(Dataset excerpt)
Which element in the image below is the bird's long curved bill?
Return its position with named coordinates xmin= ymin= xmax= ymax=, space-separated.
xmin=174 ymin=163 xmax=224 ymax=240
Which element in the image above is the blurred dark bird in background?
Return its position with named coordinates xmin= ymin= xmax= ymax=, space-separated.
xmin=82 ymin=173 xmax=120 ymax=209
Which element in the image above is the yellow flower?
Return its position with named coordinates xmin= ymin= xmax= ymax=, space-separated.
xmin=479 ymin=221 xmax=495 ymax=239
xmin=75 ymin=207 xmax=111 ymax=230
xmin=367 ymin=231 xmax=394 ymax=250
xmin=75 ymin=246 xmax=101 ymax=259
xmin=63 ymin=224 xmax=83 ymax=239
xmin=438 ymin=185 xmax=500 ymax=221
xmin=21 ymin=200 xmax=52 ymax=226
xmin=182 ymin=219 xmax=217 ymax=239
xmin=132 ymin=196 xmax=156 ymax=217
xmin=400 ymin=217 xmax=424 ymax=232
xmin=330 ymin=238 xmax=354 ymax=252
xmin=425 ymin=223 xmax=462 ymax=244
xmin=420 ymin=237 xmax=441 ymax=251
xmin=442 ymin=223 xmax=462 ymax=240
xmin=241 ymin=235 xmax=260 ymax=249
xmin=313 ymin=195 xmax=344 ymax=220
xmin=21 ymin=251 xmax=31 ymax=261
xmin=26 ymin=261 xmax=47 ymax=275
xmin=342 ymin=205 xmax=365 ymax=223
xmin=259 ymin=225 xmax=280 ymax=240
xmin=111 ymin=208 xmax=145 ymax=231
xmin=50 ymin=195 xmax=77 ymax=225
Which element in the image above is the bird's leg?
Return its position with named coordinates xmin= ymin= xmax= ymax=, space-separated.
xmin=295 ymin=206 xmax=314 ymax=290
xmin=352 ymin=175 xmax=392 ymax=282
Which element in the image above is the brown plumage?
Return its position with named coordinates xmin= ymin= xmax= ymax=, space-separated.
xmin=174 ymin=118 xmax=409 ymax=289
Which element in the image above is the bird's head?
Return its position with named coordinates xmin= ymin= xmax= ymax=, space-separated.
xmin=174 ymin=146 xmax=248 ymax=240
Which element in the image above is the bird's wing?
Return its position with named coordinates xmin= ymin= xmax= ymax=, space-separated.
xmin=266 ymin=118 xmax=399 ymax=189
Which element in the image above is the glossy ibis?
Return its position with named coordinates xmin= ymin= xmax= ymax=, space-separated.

What you will do => Pull every line out of the listing above and copy each one unchanged.

Result for this exercise =>
Which element in the image below is the bird's long curved bill?
Return its position with named coordinates xmin= ymin= xmax= ymax=, space-separated.
xmin=174 ymin=163 xmax=224 ymax=240
Which element in the image above is the blurred dark bird in background?
Return its position with named coordinates xmin= ymin= xmax= ymax=, space-separated.
xmin=82 ymin=173 xmax=120 ymax=209
Which element in the image above is the yellow flower?
Return its position with named coordinates xmin= ymin= xmax= ymax=, space-separated.
xmin=479 ymin=221 xmax=495 ymax=239
xmin=75 ymin=207 xmax=111 ymax=230
xmin=367 ymin=231 xmax=394 ymax=250
xmin=75 ymin=246 xmax=101 ymax=259
xmin=63 ymin=224 xmax=83 ymax=239
xmin=438 ymin=185 xmax=500 ymax=221
xmin=21 ymin=200 xmax=52 ymax=226
xmin=182 ymin=219 xmax=217 ymax=239
xmin=132 ymin=196 xmax=156 ymax=217
xmin=400 ymin=217 xmax=424 ymax=232
xmin=330 ymin=238 xmax=354 ymax=252
xmin=425 ymin=223 xmax=462 ymax=244
xmin=420 ymin=237 xmax=441 ymax=251
xmin=442 ymin=223 xmax=462 ymax=240
xmin=241 ymin=235 xmax=260 ymax=249
xmin=313 ymin=195 xmax=344 ymax=220
xmin=21 ymin=251 xmax=31 ymax=261
xmin=26 ymin=261 xmax=47 ymax=275
xmin=342 ymin=205 xmax=365 ymax=223
xmin=259 ymin=225 xmax=280 ymax=240
xmin=111 ymin=208 xmax=145 ymax=231
xmin=50 ymin=195 xmax=77 ymax=225
Which element in the image above is the bird's leg?
Return its position with named coordinates xmin= ymin= xmax= ymax=, space-separated.
xmin=295 ymin=206 xmax=314 ymax=290
xmin=352 ymin=175 xmax=392 ymax=282
Which element in the image above is the brown plumage?
Return its position with named coordinates xmin= ymin= xmax= ymax=, space-separated.
xmin=174 ymin=118 xmax=409 ymax=289
Which element in the image above is the bird's head?
Return its position with named coordinates xmin= ymin= xmax= ymax=, space-separated.
xmin=174 ymin=146 xmax=248 ymax=240
Which element in the image above is the bird's wing?
Return its position with named coordinates xmin= ymin= xmax= ymax=, space-separated.
xmin=266 ymin=118 xmax=399 ymax=189
Which element in the image above is the glossy ibis?
Return its position with named coordinates xmin= ymin= xmax= ymax=, space-separated.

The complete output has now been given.